### What is being asked
The records below must be copied out completely and exactly.

Saved entries
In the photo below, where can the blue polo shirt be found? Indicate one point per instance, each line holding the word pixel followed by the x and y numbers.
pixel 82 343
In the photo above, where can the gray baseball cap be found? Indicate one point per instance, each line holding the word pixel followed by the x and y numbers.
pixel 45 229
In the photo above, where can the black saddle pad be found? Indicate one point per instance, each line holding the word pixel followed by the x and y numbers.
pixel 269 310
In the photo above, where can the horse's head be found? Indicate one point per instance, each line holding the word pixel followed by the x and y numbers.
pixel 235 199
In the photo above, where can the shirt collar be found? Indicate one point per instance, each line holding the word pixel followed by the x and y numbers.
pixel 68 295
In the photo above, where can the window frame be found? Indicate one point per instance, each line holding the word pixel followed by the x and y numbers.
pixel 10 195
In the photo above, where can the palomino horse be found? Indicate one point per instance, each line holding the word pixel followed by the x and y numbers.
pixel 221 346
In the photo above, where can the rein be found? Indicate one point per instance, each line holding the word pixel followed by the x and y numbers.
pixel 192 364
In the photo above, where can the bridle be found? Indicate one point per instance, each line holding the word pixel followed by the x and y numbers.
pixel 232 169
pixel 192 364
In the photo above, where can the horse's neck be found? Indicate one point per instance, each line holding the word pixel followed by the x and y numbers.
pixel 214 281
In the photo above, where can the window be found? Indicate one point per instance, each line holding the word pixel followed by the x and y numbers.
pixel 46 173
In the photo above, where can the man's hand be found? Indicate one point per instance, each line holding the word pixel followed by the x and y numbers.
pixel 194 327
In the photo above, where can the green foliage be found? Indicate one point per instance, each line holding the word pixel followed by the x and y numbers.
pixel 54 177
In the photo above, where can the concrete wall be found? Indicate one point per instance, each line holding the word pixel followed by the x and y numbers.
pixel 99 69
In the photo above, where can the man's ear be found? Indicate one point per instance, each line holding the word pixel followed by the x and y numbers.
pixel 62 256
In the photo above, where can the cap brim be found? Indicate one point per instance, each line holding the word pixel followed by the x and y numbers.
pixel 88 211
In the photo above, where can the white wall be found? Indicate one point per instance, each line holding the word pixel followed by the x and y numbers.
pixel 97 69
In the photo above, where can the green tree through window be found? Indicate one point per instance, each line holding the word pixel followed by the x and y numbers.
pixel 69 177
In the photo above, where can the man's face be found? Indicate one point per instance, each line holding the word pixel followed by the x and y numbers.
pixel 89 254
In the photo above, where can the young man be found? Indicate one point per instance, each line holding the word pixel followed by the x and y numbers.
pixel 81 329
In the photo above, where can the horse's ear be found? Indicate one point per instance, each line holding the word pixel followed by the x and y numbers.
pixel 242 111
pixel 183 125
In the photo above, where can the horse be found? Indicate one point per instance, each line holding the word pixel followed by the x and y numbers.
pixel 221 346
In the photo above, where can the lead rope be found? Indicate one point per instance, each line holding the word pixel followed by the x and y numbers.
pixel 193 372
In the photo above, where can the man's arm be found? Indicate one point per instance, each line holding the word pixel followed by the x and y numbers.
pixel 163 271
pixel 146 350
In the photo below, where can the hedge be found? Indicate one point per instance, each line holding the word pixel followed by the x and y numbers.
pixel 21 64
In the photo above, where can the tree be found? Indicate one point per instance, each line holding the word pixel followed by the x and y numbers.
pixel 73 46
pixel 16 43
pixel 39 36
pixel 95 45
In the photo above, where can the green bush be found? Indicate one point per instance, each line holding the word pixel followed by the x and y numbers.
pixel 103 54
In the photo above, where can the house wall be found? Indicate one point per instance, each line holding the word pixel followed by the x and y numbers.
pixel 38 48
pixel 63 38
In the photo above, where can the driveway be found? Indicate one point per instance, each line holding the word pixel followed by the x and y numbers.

### Response area
In the photo below, where can the blue polo shirt be found? Indicate one point per instance, each line holding the word pixel followed by the x and y numbers.
pixel 82 343
In the photo above, where can the gray baseball cap be found? Indicate one point per instance, each line holding the word pixel followed by the x and y numbers.
pixel 45 229
In the photo above, where can the black saddle pad be found? Indicate one point per instance, each line holding the word pixel followed by the x and y numbers.
pixel 269 310
In the photo above, where can the horse's head be found? Indicate one point per instance, each line holding the word pixel followed by the x and y numbers.
pixel 235 199
In the photo above, where can the shirt collar be found? Indicate one point per instance, each line holding the word pixel followed by the x and y numbers.
pixel 68 295
In the photo above, where can the window frame be found? Indicate one point per instance, each line holding the word pixel followed by the x and y numbers.
pixel 10 195
In the photo above, where can the palomino horse be found? Indicate one point per instance, each line holding the word pixel followed by the x and y numbers.
pixel 221 346
In the photo above, where can the rein be found? Indicate one point per instance, each line holding the word pixel followed by the x and y numbers.
pixel 192 364
In the photo above, where can the bridle be found? Indicate one point per instance, each line holding the word pixel followed by the x and y numbers.
pixel 232 169
pixel 192 364
In the photo above, where can the horse's neck be found? Indicate one point per instance, each line holding the word pixel followed by the x and y numbers.
pixel 214 281
In the photo above, where can the window be found? Indicate one point per instance, each line holding the word pixel followed by the x and y numbers.
pixel 46 173
In the photo above, where can the man's hand be found? Indicate one point per instance, each line holding the word pixel followed by the x and y numbers.
pixel 194 327
In the photo above, where can the green foliage be found? Indicate one point per instance, each line holding the word pixel followed by the x and y numbers.
pixel 54 177
In the photo above, where can the concrete wall be found? Indicate one point per instance, each line holding the word pixel followed by the x and y numbers.
pixel 99 69
In the photo above, where can the man's ear be found? Indicate one point per instance, each line holding the word pixel followed by the x and y numbers.
pixel 62 256
In the photo above, where can the cap brim be found? Indicate one point per instance, each line holding the word pixel followed by the x and y numbers.
pixel 88 211
In the photo above, where can the white wall be found? Indicate one point per instance, each line holding the word pixel followed by the x and y numbers.
pixel 97 69
In the photo above, where can the green tree through window be found? Indicate one point per instance, each line holding the word pixel followed by the x and y numbers.
pixel 69 177
In the photo above, where can the man's face be found? Indicate one point per instance, each line holding the word pixel followed by the x and y numbers.
pixel 89 254
In the photo above, where can the young man be found? Indicate one point per instance, each line holding the word pixel followed by the x and y numbers.
pixel 81 329
In the photo above, where can the horse's ear be found? Indicate one point per instance, each line holding the word pixel followed by the x and y numbers.
pixel 242 111
pixel 183 125
In the photo above, where can the horse be found? Indicate one point per instance, each line holding the word pixel followed by the x and y numbers.
pixel 221 346
In the photo above, where can the lead rope be found? Indicate one point per instance, each line holding the word pixel followed by the x and y numbers.
pixel 193 372
In the photo above, where can the man's arm be found? Indicate one point per instance, each line holding the word pixel followed by the x and y numbers.
pixel 163 271
pixel 146 350
In the photo below, where can the hedge be found? Indicate one point per instance, each line holding the word pixel followed by the x and y numbers.
pixel 21 64
In the photo above, where can the tree be found? Indicate one point per instance, each line holding the word pixel followed by the x and y numbers.
pixel 73 46
pixel 16 43
pixel 39 36
pixel 95 45
In the photo above, where can the green bush be found? Indicate one point per instance, each line holding the word pixel followed by the x and y numbers.
pixel 103 54
In the photo above, where can the house wall be found? Indicate one point per instance, each line holding the word pixel followed by the x and y numbers.
pixel 38 48
pixel 63 38
In the photo above, where can the driveway be found? Indicate one point per instance, each line holding the word pixel followed by the x and y numbers.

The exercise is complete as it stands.